▸ **Problem to solve**
Give back the full set of entries that follows, exactly as written.

▸ **Input material**

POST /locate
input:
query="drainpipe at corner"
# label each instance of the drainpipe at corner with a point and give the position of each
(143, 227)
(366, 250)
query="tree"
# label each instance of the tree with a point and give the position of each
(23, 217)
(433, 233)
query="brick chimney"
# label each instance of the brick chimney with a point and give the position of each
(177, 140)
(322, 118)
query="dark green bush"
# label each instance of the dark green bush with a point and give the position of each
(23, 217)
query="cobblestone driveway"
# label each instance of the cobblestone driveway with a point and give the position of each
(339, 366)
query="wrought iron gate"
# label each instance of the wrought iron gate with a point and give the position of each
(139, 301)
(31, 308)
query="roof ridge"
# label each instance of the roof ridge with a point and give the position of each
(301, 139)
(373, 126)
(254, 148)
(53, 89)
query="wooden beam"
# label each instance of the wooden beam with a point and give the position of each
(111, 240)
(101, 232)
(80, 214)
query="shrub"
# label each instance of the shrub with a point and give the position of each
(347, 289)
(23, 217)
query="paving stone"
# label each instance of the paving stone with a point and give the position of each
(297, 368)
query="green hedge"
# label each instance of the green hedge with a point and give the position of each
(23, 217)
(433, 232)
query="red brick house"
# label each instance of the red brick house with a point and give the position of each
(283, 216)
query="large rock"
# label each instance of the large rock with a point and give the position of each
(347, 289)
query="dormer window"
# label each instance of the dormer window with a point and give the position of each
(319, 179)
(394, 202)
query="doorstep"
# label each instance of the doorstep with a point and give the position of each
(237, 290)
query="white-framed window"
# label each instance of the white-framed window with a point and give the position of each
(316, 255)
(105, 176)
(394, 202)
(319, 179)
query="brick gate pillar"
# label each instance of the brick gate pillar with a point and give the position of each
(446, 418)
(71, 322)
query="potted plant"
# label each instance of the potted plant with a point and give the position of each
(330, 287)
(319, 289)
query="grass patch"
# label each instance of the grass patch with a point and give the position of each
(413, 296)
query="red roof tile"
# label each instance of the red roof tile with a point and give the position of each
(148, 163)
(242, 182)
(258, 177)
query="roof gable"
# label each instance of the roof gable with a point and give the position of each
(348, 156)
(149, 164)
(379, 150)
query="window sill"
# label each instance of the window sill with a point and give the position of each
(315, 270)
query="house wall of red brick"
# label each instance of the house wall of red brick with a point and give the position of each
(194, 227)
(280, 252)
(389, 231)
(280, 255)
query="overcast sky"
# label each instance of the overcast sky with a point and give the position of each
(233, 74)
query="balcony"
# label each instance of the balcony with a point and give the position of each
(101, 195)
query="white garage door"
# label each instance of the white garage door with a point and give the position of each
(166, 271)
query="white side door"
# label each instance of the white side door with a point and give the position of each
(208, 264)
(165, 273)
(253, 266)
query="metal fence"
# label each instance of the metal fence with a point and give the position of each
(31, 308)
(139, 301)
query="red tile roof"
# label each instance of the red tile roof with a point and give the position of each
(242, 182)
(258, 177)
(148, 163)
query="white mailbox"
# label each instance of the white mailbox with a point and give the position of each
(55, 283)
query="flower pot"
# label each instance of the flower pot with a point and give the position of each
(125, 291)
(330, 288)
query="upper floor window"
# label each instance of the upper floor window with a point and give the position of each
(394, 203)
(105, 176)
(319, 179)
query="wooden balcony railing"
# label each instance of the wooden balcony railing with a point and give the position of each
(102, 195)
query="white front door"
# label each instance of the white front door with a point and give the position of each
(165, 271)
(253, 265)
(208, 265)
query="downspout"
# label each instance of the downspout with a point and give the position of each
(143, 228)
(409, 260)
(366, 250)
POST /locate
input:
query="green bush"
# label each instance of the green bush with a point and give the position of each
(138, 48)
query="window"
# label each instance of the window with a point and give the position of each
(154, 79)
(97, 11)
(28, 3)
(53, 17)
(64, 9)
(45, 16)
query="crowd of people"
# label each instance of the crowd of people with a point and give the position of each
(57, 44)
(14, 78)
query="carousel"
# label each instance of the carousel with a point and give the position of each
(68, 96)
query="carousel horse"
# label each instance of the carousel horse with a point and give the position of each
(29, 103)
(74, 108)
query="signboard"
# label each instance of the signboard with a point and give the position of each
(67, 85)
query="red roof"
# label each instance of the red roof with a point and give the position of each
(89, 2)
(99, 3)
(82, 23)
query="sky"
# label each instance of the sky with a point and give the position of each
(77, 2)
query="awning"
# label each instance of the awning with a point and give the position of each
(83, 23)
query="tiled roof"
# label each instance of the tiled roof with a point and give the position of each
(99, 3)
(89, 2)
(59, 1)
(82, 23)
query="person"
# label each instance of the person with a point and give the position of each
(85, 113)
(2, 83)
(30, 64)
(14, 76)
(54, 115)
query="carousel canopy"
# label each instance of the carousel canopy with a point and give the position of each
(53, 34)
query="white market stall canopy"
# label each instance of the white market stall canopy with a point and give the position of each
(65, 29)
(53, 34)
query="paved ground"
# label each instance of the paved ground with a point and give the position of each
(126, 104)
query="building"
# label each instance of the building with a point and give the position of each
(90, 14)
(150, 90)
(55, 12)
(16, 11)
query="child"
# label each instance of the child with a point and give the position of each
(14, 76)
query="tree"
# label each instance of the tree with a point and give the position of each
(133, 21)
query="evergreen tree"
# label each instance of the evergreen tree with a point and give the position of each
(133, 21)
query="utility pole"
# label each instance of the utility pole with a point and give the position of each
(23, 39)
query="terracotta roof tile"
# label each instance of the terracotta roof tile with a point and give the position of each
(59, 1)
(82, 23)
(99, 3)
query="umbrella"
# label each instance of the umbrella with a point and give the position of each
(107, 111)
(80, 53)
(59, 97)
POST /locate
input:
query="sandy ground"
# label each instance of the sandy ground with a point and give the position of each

▸ **Solution for this problem**
POST /locate
input:
query="drainpipe at corner"
# label each instance of the drainpipe at corner with a point and give the position of each
(143, 227)
(366, 250)
query="tree"
# label each instance of the tree with a point and give the position of each
(23, 217)
(433, 233)
query="brick chimney"
# label each instance of the brick chimney with a point and give the position of each
(177, 140)
(322, 118)
query="dark green bush"
# label each instance of the dark green bush with a point and give the position of each
(23, 217)
query="cobblestone driveway"
# label each instance of the cobblestone driveway with a point and give the position of each
(339, 366)
query="wrought iron gate"
# label each instance of the wrought iron gate with a point and give the position of each
(139, 301)
(31, 308)
query="roof ridge"
# label each instance of the roof ridge with a point and give the position of each
(301, 139)
(373, 126)
(254, 148)
(53, 89)
query="wooden beam"
# label each instance of the wooden beam with a point and give the position of each
(111, 240)
(101, 232)
(80, 214)
query="shrub"
# label each instance of the shrub with a point and give the position of each
(347, 289)
(23, 217)
query="paving stone"
# label each instance of the paving stone with a point and give the position of each
(297, 368)
query="green hedge"
# label each instance of the green hedge with a point and give the position of each
(23, 217)
(433, 232)
query="red brick house"
# label each instance of the red brick house with a point and give the position of each
(283, 216)
query="large rock"
# label each instance of the large rock with a point and give the position of each
(347, 289)
query="dormer window"
# label each instance of the dormer window with a point and give the position of each
(319, 179)
(394, 202)
query="doorstep"
# label each instance of the doorstep with a point and give the position of each
(237, 290)
query="white-framed window"
# label each instance of the white-framed window with a point and give the position of each
(316, 255)
(105, 176)
(394, 202)
(319, 179)
query="brick gate pillar"
# label each instance of the brick gate pillar with a point and give the position of each
(446, 418)
(71, 322)
query="potted plant"
# label each instance of the potted plant with a point and give the position of each
(330, 287)
(319, 289)
query="grass patch"
# label each instance of the grass patch with a point and give the position of each
(413, 296)
query="red roof tile"
# label each instance of the red roof tile with a point and give the position of each
(148, 163)
(242, 182)
(258, 177)
query="roof gable"
# label each instance of the roof gable with a point and give the position of each
(348, 156)
(149, 164)
(379, 150)
query="window sill"
# label each instance of the window sill with a point and give the position of each
(315, 270)
query="house wall of red brick"
# label each instance of the house wall of red brick with a point and give the position of each
(194, 227)
(280, 252)
(389, 231)
(280, 255)
query="overcast sky"
# label each instance of the overcast sky with a point and give the position of each
(233, 74)
query="balcony"
# label each instance of the balcony with a point and give the position of each
(101, 195)
query="white garage door"
# label each instance of the white garage door with a point and give the position of each
(166, 271)
query="white side door"
# label each instance of the white side door with a point and give the position of each
(208, 264)
(165, 273)
(253, 266)
query="metal fence"
# label each instance of the metal fence with a point and give the position of each
(31, 308)
(139, 301)
query="red tile roof"
# label each instance of the red tile roof with a point and give the position of each
(242, 182)
(258, 177)
(148, 163)
query="white mailbox"
# label each instance of the white mailbox with a point and give the position of each
(55, 283)
query="flower pot"
# label each instance of the flower pot with a point and give the position of each
(125, 291)
(330, 288)
query="upper floor window"
# label each instance of the upper floor window with a point and give the position of each
(394, 203)
(105, 176)
(319, 179)
query="wooden balcony railing"
# label each instance of the wooden balcony railing with a point and give the position of each
(102, 195)
query="white front door"
# label each instance of the white front door with a point and give the position of each
(165, 271)
(253, 265)
(208, 265)
query="downspout"
# label each instance of the downspout with a point and give the position of each
(143, 228)
(409, 260)
(366, 250)
POST /locate
input:
query="green bush"
# label each instance of the green bush with a point and give the position of each
(138, 48)
query="window"
# label each instance of the window with a point and give the position of each
(154, 79)
(97, 11)
(28, 3)
(53, 17)
(64, 9)
(45, 16)
query="crowd of people"
# label each instance of the crowd of people with a point and give the position of each
(57, 44)
(14, 78)
query="carousel"
# label each instance of the carousel with a point and give the position of each
(68, 96)
query="carousel horse"
# label each instance of the carousel horse with a point and give the position of each
(29, 103)
(74, 108)
query="signboard"
# label each instance of the signboard with a point and give the position of each
(67, 85)
query="red roof"
# label each instance of the red roof with a point and give the position of each
(89, 2)
(99, 3)
(82, 23)
query="sky"
# label each instance of the sky with a point and give the position of each
(77, 2)
query="awning"
# label each instance of the awning with a point and give the position of each
(83, 23)
query="tiled roof"
# label each instance of the tiled roof with a point and give the position of each
(99, 3)
(89, 2)
(59, 1)
(82, 23)
query="person"
# label each instance of the person with a point and give the position of each
(85, 113)
(2, 83)
(30, 64)
(14, 76)
(54, 115)
query="carousel canopy"
# label each instance of the carousel canopy with a point and give the position of each
(53, 34)
query="white market stall canopy"
# label each instance of the white market stall canopy with a point and give the position of each
(65, 29)
(53, 34)
query="paved ground"
# label each instance of the paved ground with a point and give the position of each
(126, 104)
query="building"
# label each instance of the building with a point and give the position of each
(90, 14)
(150, 90)
(55, 12)
(16, 11)
query="child"
# label each instance of the child with a point and give the position of each
(14, 76)
query="tree"
# label each instance of the tree with a point and give the position of each
(133, 21)
query="evergreen tree"
# label each instance of the evergreen tree with a point and give the position of each
(133, 21)
query="utility pole"
# label each instance of the utility pole with a point and give the position of each
(23, 39)
query="terracotta roof tile"
# label each instance of the terracotta roof tile with a point and give the position of each
(59, 1)
(82, 23)
(99, 3)
query="umbrella"
# label each instance of the umbrella with a point and give the position of each
(107, 111)
(80, 53)
(59, 97)
POST /locate
input:
query="sandy ground"
# label each instance of the sandy ground with a point and give the position of each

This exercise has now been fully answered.